GIVEN EXERCISE. The records underneath are to be repeated exactly, with the pictures left out.
— Start SOURCE DATA —
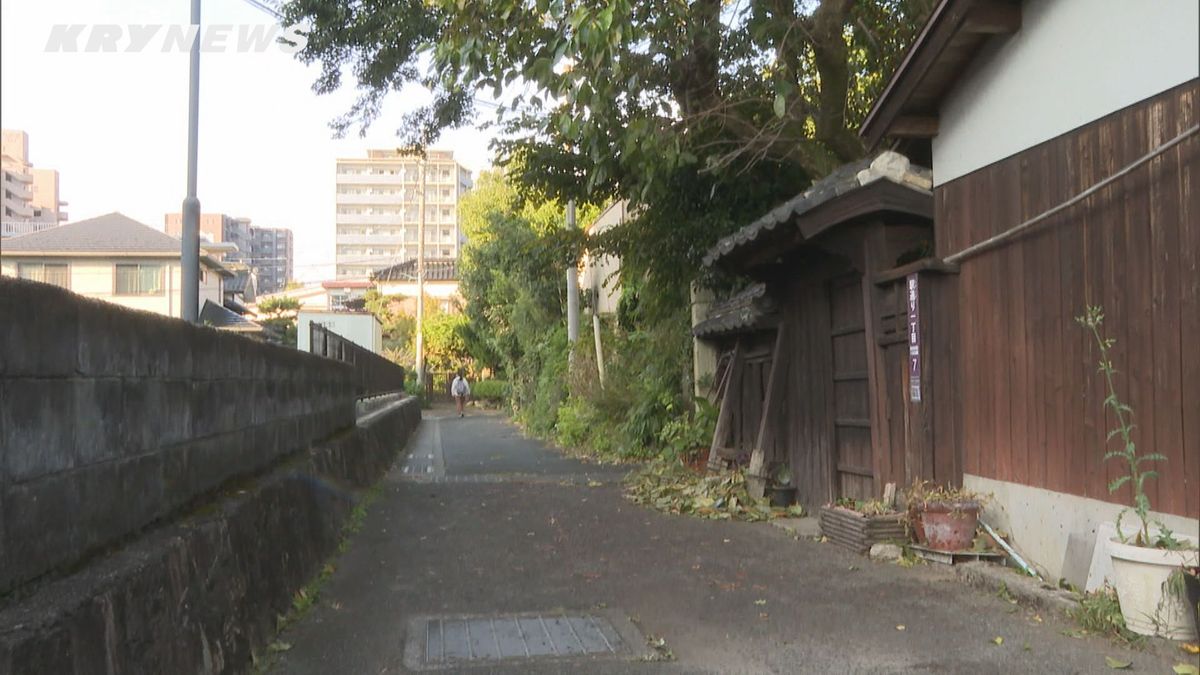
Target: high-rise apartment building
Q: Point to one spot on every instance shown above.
(267, 250)
(378, 209)
(271, 257)
(30, 195)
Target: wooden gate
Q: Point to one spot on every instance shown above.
(852, 419)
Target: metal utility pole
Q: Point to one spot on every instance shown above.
(573, 286)
(190, 255)
(420, 279)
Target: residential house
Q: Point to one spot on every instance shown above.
(923, 326)
(814, 353)
(114, 258)
(1063, 141)
(441, 284)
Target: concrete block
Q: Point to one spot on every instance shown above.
(41, 527)
(40, 334)
(37, 419)
(205, 408)
(178, 353)
(177, 412)
(886, 553)
(101, 428)
(46, 651)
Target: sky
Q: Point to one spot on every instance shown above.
(114, 125)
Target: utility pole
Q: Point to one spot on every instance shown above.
(573, 287)
(420, 279)
(190, 255)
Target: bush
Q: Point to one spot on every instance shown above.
(495, 390)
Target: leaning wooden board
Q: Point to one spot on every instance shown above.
(859, 532)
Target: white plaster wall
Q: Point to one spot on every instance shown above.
(363, 329)
(1045, 524)
(1072, 61)
(600, 273)
(441, 290)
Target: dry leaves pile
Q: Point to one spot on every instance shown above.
(672, 488)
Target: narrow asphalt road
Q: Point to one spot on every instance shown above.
(478, 521)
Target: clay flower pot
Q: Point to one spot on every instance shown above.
(1140, 577)
(949, 526)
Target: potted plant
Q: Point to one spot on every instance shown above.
(1143, 565)
(779, 489)
(861, 524)
(943, 518)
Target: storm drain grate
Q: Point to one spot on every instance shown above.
(449, 640)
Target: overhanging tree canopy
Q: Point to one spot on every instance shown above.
(695, 109)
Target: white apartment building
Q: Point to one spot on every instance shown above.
(378, 209)
(30, 196)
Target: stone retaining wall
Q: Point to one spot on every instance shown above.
(203, 595)
(112, 419)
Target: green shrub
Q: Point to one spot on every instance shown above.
(496, 390)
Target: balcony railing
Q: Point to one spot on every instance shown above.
(16, 228)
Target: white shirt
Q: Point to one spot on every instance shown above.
(460, 387)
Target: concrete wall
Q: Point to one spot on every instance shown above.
(1072, 61)
(112, 418)
(600, 273)
(1056, 531)
(361, 328)
(203, 593)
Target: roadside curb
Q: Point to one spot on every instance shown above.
(1025, 590)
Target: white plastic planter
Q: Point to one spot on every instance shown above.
(1140, 578)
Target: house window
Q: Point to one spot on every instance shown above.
(55, 274)
(138, 280)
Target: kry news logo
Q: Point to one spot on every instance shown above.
(241, 39)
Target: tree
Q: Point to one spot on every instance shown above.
(280, 318)
(280, 306)
(703, 114)
(445, 341)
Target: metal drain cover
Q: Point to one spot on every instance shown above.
(442, 641)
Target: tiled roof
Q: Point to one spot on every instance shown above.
(113, 233)
(436, 269)
(749, 309)
(238, 282)
(220, 317)
(846, 178)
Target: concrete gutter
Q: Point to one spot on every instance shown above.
(1025, 590)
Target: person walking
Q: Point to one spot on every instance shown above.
(460, 390)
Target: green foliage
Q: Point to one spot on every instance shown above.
(691, 434)
(445, 342)
(701, 114)
(1135, 473)
(672, 488)
(1099, 613)
(279, 306)
(496, 390)
(280, 318)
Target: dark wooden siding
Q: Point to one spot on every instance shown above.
(1031, 399)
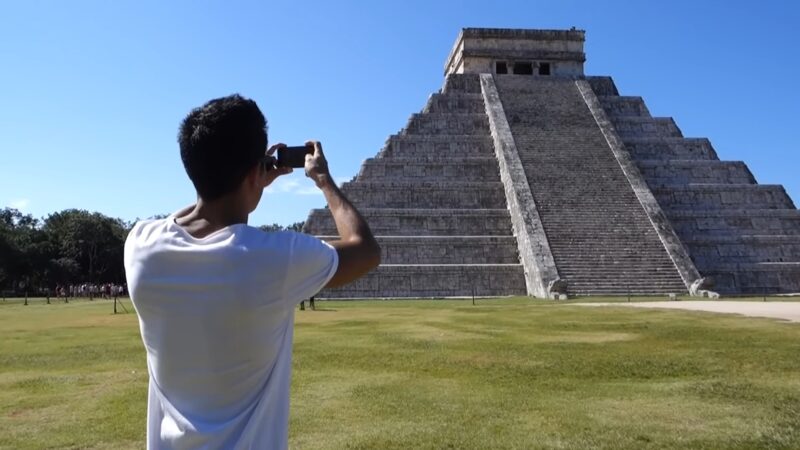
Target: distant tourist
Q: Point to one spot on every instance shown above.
(216, 297)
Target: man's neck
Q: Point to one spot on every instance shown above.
(206, 217)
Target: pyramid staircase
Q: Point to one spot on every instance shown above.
(601, 238)
(523, 176)
(434, 200)
(744, 235)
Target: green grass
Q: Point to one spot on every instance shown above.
(509, 373)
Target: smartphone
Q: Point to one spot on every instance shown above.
(293, 156)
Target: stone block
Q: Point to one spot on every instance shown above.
(462, 83)
(420, 222)
(618, 106)
(691, 223)
(603, 86)
(454, 103)
(721, 196)
(413, 146)
(637, 127)
(483, 169)
(455, 195)
(437, 124)
(660, 173)
(656, 148)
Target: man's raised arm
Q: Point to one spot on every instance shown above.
(357, 249)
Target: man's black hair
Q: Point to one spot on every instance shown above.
(220, 142)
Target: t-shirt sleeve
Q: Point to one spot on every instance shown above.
(311, 265)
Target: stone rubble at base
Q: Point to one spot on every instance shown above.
(548, 182)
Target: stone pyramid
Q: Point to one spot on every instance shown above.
(523, 176)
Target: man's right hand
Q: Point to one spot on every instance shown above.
(357, 248)
(317, 166)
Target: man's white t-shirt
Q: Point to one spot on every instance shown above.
(217, 317)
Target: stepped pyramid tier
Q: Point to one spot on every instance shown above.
(744, 235)
(522, 176)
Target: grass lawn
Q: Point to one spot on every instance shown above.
(510, 373)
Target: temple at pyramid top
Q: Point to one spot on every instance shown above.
(520, 52)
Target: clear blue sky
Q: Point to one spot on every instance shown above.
(93, 91)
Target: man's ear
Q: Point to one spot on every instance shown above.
(254, 178)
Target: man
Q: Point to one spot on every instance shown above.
(215, 297)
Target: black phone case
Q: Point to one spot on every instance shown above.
(293, 156)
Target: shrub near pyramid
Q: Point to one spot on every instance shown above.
(522, 176)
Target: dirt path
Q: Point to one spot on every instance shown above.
(776, 310)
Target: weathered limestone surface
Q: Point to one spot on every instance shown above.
(541, 274)
(744, 236)
(421, 222)
(434, 200)
(672, 243)
(546, 180)
(600, 236)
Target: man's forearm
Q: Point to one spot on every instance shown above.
(349, 223)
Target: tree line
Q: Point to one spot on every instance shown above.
(72, 246)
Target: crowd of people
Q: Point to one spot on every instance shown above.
(90, 290)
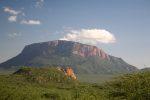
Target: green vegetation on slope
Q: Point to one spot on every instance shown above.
(52, 84)
(130, 87)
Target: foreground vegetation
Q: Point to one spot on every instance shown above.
— End SOURCE DATA —
TASK RESPONSE.
Target: high-rise apartment building
Q: Point to one spot on every instance shown above.
(267, 250)
(378, 209)
(271, 257)
(30, 195)
Target: wooden gate
Q: Point to one spot on every instance shown above.
(852, 419)
Target: metal utility pole
Q: Point to one spot on every instance shown above.
(573, 286)
(190, 255)
(420, 279)
Target: residential house
Q: Point to one spot on every instance shown above.
(923, 326)
(814, 353)
(114, 258)
(1063, 141)
(441, 284)
Target: concrete block
Q: Point to one spot on every instance shown above.
(41, 527)
(40, 334)
(37, 419)
(205, 408)
(178, 353)
(177, 412)
(886, 553)
(101, 428)
(46, 651)
Target: sky
Q: Point to one spot on every instance shown above.
(114, 125)
Target: utility pole
Q: Point to one spot on every instance shown above.
(573, 287)
(420, 279)
(190, 255)
Target: bush
Q: Point to one spot on every instance shown above.
(495, 390)
Target: leaning wooden board
Q: Point to one spot on every instance shown above.
(859, 532)
Target: white plaster wall
Q: Point to one spot on every instance shown above.
(363, 329)
(1045, 524)
(1072, 61)
(600, 273)
(441, 290)
Target: dry leaves pile
Q: Point to one spot on every instance shown above.
(672, 488)
Target: narrow asphalt road
Q: Point to one spot on every instance shown above.
(478, 521)
Target: clay flower pot
Q: Point to one spot on every instance shown above.
(1140, 577)
(949, 526)
Target: potted plant
Q: Point to one spot on every instance shown above.
(1143, 565)
(779, 489)
(861, 524)
(943, 518)
Target: storm drain grate
Q: Point to one spot on every instance shown above.
(449, 640)
Target: overhanging tree canopy
Q: Point to one spot on every instance shown above.
(695, 109)
Target: white apartment building
Q: Point to one spot on every instance shown above.
(378, 209)
(30, 196)
Target: stone retaining wall
Q: Point to one spot on every instance shown above.
(203, 595)
(112, 419)
Target: green shrub
Q: Point to one spot on every instance shown above.
(496, 390)
Target: balcony railing
Q: Point to one spot on every instance shown above.
(16, 228)
Target: white shirt
Q: Point to one spot on every instance shown above.
(460, 387)
Target: concrete wall
Q: Point to one spot on every instance shown above.
(1072, 61)
(112, 418)
(600, 273)
(1056, 531)
(361, 328)
(203, 593)
Target: roadside curb
Q: Point to one spot on every instance shown above.
(1025, 590)
Target: white plastic planter
Q: Point to one spot on every instance shown above.
(1140, 578)
Target: house window
Q: Point to one spot on every instance shown above.
(55, 274)
(138, 280)
Target: kry news logo
Q: Point to one spot on every instance shown above.
(241, 39)
Target: tree
Q: Point to one spot on every instance shown above.
(280, 318)
(280, 306)
(703, 114)
(445, 341)
Target: metal drain cover
Q: Point to one spot on every instance shown above.
(442, 641)
Target: tiled roof
Q: Point to one spot on every instance shown above.
(113, 233)
(436, 269)
(749, 309)
(238, 282)
(220, 317)
(846, 178)
Target: concrete gutter
Q: Point to one spot on every instance shown above.
(1025, 590)
Target: person walking
Q: Point to one spot on every instance shown above.
(460, 390)
Target: green foliage
Q: Point to one spot on every instance shown above.
(691, 434)
(445, 342)
(701, 114)
(1135, 473)
(672, 488)
(1099, 613)
(279, 306)
(496, 390)
(280, 318)
Target: dark wooden siding
Q: Point to one spot on every instance shown above.
(1031, 399)
Target: distant tourist
Q: Point to one spot on every instance shown above.
(216, 297)
Target: man's neck
Q: Point to one spot on every instance shown above.
(206, 217)
Target: pyramid staircase
Q: Point to one spot on every instance shown above.
(601, 238)
(523, 176)
(434, 200)
(744, 235)
Target: green grass
Q: Point to one spot on every instance shown above.
(509, 373)
Target: smartphone
Q: Point to one spot on every instance shown above.
(293, 156)
Target: stone block
Q: Point to one spot on every instance shown above.
(462, 83)
(420, 222)
(618, 106)
(691, 223)
(603, 86)
(454, 103)
(721, 196)
(413, 146)
(637, 127)
(483, 169)
(455, 195)
(437, 124)
(660, 173)
(656, 148)
Target: man's raised arm
Q: Point to one spot on every instance shown above.
(357, 249)
Target: man's black hair
Q: Point to one spot on every instance shown above.
(220, 142)
Target: t-shirt sleeve
Q: Point to one spot on every instance shown above.
(311, 265)
Target: stone rubble at base
Q: Point to one spot on every instance shown above.
(548, 182)
Target: stone pyramid
Q: Point to one spot on every instance shown above.
(523, 176)
Target: man's right hand
Q: Point to one spot on every instance shown above.
(357, 248)
(317, 166)
Target: man's white t-shirt
Q: Point to one spot on every instance shown above.
(217, 317)
Target: stepped pyramid tier
Q: Point to one spot on every instance shown above.
(744, 235)
(522, 176)
Target: grass lawn
Q: Point to one spot on every instance shown above.
(510, 373)
Target: temple at pyramid top
Q: Point to one spot on every instance shown above.
(520, 52)
Target: clear blue sky
Q: Point to one spot on every instance shown above.
(93, 91)
Target: man's ear
Q: Point to one spot on every instance shown above.
(254, 178)
Target: man
Q: Point to one spot on every instance shown above.
(215, 297)
Target: black phone case
Q: Point to one spot on every instance shown above.
(293, 156)
Target: shrub near pyramid
Q: Point to one spot on every instance shown above.
(522, 176)
Target: dirt path
Q: Point to one spot on every instance shown above.
(776, 310)
Target: weathered limestone surface
Q: Point to one spot on every instance shown above.
(541, 274)
(744, 236)
(421, 222)
(434, 200)
(672, 243)
(546, 180)
(600, 236)
Target: man's forearm
Q: Point to one spot on every instance shown above.
(349, 223)
Target: tree line
Q: Point to one spot on every instance shown above.
(72, 246)
Target: crowd of people
Q: Point to one spot on every instance shown above.
(90, 290)
Target: green vegetation on slope
Q: Point to one spot on every instance shown above.
(52, 84)
(130, 87)
Target: foreground vegetation
Q: Point to one spot on every instance shown above.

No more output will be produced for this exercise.